* _AVAILABLE RECORDS_

<<<<

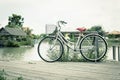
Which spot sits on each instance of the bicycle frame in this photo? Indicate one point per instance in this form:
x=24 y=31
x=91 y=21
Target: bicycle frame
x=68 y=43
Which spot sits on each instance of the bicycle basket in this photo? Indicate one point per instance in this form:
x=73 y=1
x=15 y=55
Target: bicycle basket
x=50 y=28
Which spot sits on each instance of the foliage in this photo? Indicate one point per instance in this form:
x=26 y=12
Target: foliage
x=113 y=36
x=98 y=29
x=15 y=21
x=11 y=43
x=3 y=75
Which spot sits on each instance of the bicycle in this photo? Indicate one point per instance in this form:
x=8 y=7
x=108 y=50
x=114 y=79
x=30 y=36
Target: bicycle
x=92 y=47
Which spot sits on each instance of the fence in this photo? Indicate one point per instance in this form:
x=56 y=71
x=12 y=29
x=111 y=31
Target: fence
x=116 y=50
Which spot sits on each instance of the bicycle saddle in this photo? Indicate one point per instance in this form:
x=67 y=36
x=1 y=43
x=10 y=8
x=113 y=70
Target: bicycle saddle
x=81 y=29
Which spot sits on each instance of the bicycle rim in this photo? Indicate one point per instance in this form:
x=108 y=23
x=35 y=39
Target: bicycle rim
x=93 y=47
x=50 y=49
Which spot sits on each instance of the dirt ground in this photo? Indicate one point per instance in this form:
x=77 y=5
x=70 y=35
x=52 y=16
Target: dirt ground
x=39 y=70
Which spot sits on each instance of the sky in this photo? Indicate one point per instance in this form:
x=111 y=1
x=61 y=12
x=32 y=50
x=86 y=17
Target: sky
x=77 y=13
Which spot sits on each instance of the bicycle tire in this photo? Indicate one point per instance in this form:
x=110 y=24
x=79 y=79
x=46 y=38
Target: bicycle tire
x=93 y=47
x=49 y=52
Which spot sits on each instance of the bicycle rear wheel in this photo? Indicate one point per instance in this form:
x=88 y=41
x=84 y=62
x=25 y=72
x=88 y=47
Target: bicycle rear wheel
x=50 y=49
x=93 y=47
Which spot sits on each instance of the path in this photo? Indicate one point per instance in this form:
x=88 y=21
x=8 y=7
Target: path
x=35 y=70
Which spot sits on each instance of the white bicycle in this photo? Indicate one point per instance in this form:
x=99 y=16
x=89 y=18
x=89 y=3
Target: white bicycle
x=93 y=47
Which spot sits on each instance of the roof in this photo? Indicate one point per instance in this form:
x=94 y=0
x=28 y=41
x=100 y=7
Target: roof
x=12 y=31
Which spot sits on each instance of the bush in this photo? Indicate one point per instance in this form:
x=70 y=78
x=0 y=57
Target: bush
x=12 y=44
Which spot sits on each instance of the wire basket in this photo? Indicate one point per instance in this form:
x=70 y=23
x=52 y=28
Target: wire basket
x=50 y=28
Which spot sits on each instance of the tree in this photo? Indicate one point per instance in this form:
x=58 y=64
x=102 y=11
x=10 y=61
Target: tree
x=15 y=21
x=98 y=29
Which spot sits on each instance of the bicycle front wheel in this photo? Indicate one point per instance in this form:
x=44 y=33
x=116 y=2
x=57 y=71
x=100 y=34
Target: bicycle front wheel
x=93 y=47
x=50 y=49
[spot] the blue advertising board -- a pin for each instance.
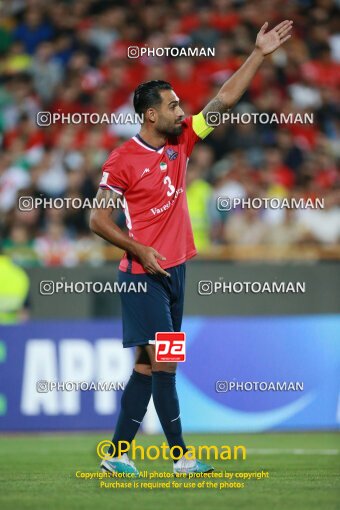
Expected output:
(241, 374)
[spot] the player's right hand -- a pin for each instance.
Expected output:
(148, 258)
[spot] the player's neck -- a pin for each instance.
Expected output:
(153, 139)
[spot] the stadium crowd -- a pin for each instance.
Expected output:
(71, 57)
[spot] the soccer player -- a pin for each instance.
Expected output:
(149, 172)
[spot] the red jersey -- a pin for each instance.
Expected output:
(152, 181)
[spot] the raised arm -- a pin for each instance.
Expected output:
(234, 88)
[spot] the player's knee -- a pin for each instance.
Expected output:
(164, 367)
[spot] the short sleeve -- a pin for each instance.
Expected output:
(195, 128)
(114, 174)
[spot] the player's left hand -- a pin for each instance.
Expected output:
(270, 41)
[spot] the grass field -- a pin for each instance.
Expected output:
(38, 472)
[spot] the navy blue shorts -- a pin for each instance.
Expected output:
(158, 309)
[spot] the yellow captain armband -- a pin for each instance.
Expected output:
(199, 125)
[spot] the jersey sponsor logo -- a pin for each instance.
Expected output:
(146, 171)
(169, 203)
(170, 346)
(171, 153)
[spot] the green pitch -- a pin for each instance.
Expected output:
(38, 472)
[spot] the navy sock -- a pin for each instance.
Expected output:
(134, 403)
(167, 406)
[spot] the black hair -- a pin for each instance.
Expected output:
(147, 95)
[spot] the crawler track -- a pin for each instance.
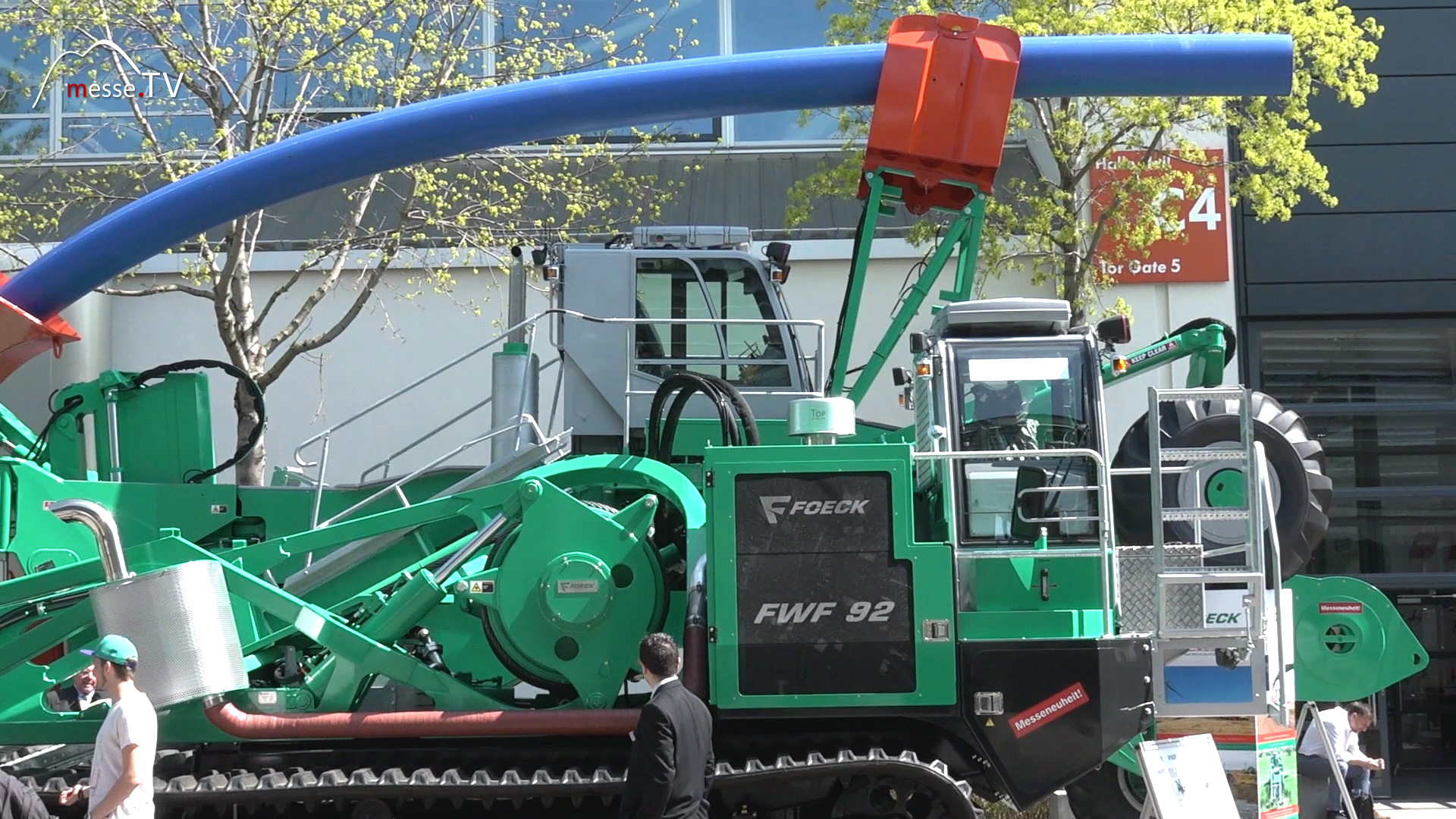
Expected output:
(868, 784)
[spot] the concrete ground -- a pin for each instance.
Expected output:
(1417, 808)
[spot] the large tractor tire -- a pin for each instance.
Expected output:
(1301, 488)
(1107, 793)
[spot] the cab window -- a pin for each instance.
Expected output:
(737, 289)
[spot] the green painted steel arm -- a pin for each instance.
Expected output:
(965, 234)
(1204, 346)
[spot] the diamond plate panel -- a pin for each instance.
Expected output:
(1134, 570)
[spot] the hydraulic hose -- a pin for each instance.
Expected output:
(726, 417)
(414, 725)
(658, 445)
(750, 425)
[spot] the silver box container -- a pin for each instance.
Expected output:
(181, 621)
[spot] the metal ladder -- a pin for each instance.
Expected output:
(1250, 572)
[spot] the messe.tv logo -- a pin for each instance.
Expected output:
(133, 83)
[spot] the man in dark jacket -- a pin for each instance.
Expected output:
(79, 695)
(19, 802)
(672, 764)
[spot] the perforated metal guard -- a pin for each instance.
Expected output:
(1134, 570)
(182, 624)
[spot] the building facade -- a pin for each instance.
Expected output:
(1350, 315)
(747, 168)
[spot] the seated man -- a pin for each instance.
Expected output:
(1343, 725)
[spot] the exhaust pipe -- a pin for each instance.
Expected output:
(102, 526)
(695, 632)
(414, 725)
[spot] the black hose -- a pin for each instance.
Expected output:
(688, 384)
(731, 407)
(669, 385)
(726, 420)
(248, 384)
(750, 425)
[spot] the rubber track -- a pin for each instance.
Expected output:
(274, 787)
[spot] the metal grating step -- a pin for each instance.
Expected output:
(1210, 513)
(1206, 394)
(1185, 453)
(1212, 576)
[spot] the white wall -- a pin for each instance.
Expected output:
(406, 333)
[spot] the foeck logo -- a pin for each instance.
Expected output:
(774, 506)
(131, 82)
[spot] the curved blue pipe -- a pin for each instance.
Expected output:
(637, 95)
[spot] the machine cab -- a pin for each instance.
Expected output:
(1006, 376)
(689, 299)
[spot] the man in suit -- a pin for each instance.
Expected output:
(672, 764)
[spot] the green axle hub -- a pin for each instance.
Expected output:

>>>>

* _TASK OBJECTIVE_
The lines to report are those in the material above that contain the word "metal"; copy every one of them.

* _ANSWER SPACE_
[spot] the metal ladder -- a pin for each instance.
[spot] the perforated metal guard -- a pin for each instance.
[spot] the metal grating step -- a pin for each instance.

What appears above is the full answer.